[Opening GIVEN DATA section]
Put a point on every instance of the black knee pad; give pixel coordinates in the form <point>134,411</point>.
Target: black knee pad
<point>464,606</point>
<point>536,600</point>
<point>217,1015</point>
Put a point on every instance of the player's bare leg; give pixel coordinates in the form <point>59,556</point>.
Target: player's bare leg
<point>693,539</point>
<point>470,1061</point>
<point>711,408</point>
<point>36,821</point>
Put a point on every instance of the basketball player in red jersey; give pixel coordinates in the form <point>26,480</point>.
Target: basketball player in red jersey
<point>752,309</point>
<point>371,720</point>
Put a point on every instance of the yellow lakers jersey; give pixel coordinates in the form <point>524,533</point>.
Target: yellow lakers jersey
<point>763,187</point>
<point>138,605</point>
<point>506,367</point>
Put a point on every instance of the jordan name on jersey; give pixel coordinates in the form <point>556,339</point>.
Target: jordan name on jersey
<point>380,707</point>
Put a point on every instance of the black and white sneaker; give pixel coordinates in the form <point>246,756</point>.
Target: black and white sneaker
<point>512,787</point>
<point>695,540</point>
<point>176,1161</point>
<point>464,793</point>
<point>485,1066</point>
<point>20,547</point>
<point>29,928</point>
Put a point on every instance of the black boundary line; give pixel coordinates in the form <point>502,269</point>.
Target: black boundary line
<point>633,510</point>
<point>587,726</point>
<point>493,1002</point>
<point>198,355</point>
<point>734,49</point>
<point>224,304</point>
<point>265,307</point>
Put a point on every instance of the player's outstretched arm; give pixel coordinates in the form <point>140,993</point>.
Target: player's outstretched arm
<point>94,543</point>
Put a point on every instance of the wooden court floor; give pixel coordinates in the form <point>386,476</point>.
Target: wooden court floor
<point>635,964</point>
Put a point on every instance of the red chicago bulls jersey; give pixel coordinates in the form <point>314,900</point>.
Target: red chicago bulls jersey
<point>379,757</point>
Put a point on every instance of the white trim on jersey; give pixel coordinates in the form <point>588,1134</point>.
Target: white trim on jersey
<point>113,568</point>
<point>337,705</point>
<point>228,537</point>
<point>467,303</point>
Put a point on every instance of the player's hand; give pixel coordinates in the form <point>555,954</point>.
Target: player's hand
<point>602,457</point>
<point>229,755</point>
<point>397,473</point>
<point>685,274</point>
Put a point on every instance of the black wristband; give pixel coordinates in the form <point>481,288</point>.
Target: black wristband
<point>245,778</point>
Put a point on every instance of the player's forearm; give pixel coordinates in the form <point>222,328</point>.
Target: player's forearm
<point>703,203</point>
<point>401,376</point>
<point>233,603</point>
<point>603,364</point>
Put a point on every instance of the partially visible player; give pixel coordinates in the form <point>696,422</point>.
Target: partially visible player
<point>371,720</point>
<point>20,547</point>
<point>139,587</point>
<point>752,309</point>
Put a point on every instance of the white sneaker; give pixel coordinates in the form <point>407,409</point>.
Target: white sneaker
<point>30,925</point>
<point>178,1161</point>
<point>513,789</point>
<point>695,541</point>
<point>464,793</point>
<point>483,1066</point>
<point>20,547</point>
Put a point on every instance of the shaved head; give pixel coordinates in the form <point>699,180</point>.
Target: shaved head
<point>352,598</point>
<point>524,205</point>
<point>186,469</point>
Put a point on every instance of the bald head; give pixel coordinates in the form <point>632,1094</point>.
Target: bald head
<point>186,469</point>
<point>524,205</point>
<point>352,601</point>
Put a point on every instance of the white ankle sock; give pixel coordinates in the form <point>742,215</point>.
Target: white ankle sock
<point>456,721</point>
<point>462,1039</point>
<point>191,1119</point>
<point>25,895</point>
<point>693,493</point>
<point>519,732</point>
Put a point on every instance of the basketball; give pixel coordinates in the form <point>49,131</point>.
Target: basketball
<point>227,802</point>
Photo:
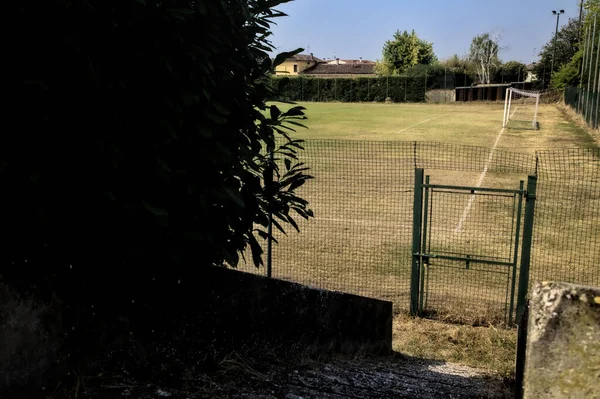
[Closing GIVEN DATA section]
■ YOUR INSTRUCTIONS:
The required output is every line from the one containing "Put a point on every instance of the white ankle" through the last line of the records, inclusive, reproduced exactly and without pictures.

■ TASK ANSWER:
Put a point on every instance of the white ankle sock; give pixel coordinates in the form <point>742,215</point>.
Target: white ankle sock
<point>456,721</point>
<point>462,1039</point>
<point>191,1119</point>
<point>25,895</point>
<point>693,493</point>
<point>519,732</point>
Put a point on every instance of the basketball; give pixel coordinates in the form <point>49,131</point>.
Target: basketball
<point>227,802</point>
Photo:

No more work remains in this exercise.